**Task brief**
Where the records below reach the line containing "Target: power line", start transcribing, and end with the line containing "Target: green foliage", exactly and with nothing else added.

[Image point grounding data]

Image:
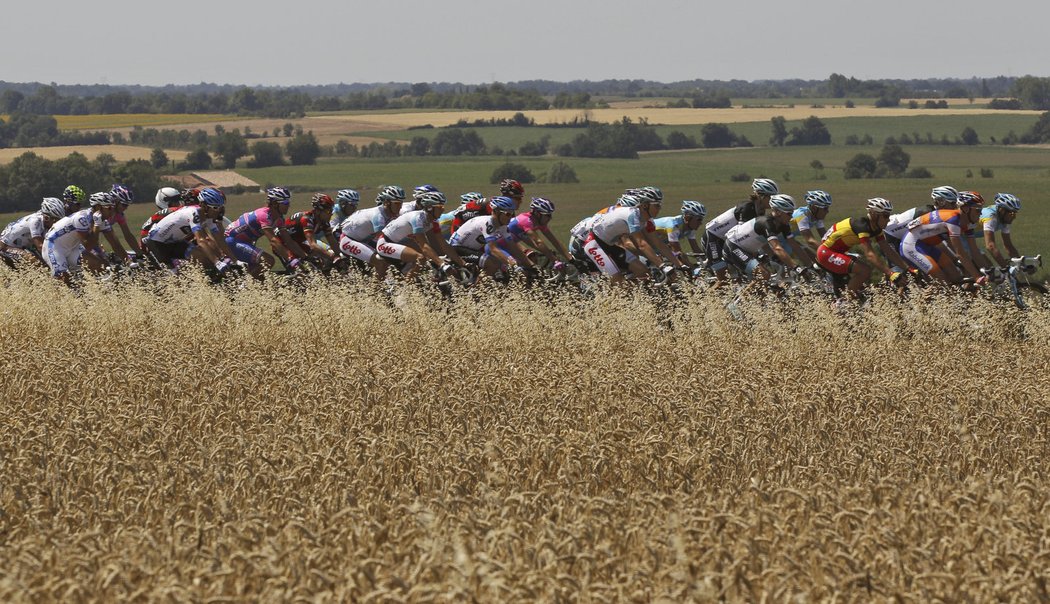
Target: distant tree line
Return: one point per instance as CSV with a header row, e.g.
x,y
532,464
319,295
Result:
x,y
28,179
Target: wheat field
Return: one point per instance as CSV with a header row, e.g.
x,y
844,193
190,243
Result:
x,y
184,442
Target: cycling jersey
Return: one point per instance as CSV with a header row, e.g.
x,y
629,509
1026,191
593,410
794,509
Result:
x,y
181,226
616,223
752,235
674,228
844,234
898,225
801,220
249,227
21,232
302,223
990,222
930,227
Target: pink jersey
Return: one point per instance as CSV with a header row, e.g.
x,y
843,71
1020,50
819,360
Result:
x,y
249,227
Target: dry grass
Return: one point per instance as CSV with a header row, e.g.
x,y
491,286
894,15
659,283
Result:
x,y
122,152
186,444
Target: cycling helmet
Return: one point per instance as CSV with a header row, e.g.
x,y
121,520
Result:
x,y
349,196
880,206
168,198
542,205
53,207
694,209
390,193
279,194
212,198
419,191
511,188
969,199
431,199
764,187
502,203
102,199
945,192
1008,202
321,202
818,199
648,194
122,194
782,203
628,201
72,193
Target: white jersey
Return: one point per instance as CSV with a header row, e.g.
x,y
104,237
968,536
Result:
x,y
181,225
722,223
411,224
478,231
616,223
63,231
21,232
362,224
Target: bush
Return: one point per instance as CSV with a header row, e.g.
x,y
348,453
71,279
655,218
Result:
x,y
511,170
562,172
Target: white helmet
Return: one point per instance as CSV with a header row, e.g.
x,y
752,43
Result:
x,y
53,207
783,204
166,196
880,206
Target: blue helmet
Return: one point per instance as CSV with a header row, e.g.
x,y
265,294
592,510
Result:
x,y
502,203
122,193
278,194
211,198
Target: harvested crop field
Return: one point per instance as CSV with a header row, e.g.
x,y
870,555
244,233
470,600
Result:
x,y
187,443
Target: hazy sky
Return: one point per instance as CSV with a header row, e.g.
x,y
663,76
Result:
x,y
288,42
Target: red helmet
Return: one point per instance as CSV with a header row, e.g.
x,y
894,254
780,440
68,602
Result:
x,y
511,187
322,202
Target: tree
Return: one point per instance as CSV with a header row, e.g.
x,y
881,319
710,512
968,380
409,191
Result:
x,y
860,166
302,150
159,159
812,131
893,162
779,131
266,153
198,159
515,171
969,137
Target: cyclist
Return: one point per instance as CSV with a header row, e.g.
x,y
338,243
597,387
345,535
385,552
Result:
x,y
474,205
416,235
683,225
302,226
714,234
72,196
191,231
488,238
417,194
620,236
748,240
27,232
924,246
527,226
998,217
833,253
345,204
357,233
244,232
69,236
809,222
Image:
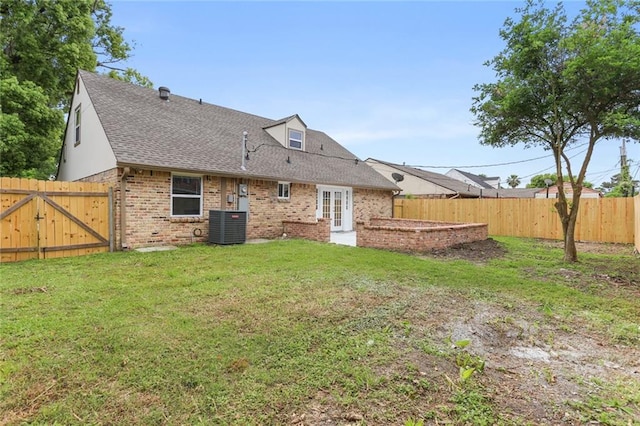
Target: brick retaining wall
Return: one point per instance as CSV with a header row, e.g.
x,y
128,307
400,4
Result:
x,y
417,235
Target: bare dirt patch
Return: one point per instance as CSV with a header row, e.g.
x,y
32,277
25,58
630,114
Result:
x,y
477,251
539,368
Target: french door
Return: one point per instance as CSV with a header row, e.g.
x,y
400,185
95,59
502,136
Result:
x,y
334,204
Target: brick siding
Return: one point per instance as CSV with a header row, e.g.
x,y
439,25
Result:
x,y
319,230
408,235
148,208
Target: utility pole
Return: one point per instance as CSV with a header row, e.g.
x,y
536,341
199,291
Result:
x,y
625,175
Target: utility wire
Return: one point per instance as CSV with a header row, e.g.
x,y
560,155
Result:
x,y
496,164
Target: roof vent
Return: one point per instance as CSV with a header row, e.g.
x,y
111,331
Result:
x,y
397,177
164,93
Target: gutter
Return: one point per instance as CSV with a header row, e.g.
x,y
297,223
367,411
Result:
x,y
123,208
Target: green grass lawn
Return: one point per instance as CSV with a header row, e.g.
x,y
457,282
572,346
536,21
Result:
x,y
296,331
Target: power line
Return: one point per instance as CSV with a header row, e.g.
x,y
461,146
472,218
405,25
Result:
x,y
497,164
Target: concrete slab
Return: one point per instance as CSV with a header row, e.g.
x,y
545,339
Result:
x,y
344,238
158,248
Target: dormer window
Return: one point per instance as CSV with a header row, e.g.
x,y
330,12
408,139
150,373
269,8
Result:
x,y
295,139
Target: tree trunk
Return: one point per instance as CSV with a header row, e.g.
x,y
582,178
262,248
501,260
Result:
x,y
568,217
570,251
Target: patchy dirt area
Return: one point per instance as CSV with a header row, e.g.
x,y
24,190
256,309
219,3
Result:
x,y
540,367
477,251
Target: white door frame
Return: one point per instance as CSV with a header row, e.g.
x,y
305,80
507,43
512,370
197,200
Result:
x,y
336,206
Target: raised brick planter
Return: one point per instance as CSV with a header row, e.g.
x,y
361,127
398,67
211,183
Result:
x,y
408,235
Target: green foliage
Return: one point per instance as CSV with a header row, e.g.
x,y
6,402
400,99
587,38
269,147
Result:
x,y
513,181
43,44
564,82
29,130
538,181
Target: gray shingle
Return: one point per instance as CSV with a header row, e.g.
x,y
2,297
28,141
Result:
x,y
183,134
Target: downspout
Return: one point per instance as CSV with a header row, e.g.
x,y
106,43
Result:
x,y
393,203
123,208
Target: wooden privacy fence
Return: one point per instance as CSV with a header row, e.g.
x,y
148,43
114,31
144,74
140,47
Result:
x,y
44,219
637,221
599,219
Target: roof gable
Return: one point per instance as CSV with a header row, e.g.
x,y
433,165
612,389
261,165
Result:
x,y
436,179
183,134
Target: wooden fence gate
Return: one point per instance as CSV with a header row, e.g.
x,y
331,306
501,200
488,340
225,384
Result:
x,y
45,219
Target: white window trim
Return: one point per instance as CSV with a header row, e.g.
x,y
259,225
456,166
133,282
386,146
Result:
x,y
288,185
187,195
301,140
77,121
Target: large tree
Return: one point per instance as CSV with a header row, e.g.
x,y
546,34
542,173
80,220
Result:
x,y
44,43
561,82
551,179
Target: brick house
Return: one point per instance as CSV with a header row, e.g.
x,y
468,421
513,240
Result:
x,y
172,159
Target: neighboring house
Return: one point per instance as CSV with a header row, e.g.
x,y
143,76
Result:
x,y
424,184
171,160
568,190
421,183
475,180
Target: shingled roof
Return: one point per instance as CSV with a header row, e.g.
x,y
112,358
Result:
x,y
182,134
441,180
477,179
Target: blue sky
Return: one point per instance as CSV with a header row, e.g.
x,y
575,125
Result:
x,y
388,80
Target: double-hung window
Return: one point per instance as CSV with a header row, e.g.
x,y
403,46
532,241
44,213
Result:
x,y
76,121
295,139
186,195
283,190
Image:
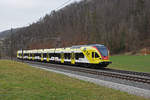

**Finished task**
Target: power line
Return: one point per instance as CSV with a header row, e.g.
x,y
461,146
472,218
405,25
Result:
x,y
497,164
Target: concrete slab
Return: one point per instance as CSV with a header row, e.g.
x,y
545,339
Result:
x,y
344,238
158,248
Target: dormer window
Return: one point per instance as CSV with a header row, e.g.
x,y
330,12
408,139
150,373
269,8
Result:
x,y
295,139
Target: tree trunk
Return: one point per instance as CSV with a header row, e.g.
x,y
582,178
262,248
501,260
Result:
x,y
568,217
570,251
Target: patchy dirt area
Return: one point per instance as CSV with a header row, e.g.
x,y
24,190
256,309
219,3
Result:
x,y
540,367
477,251
Target: white door frame
Return: one point per instance as CSV with a header row, e.g.
x,y
305,80
507,43
512,370
197,200
Result:
x,y
336,206
Target: raised brick planter
Return: one point per instance as CSV with a header row, e.g.
x,y
361,127
398,67
211,183
Result:
x,y
408,235
Target: green foliage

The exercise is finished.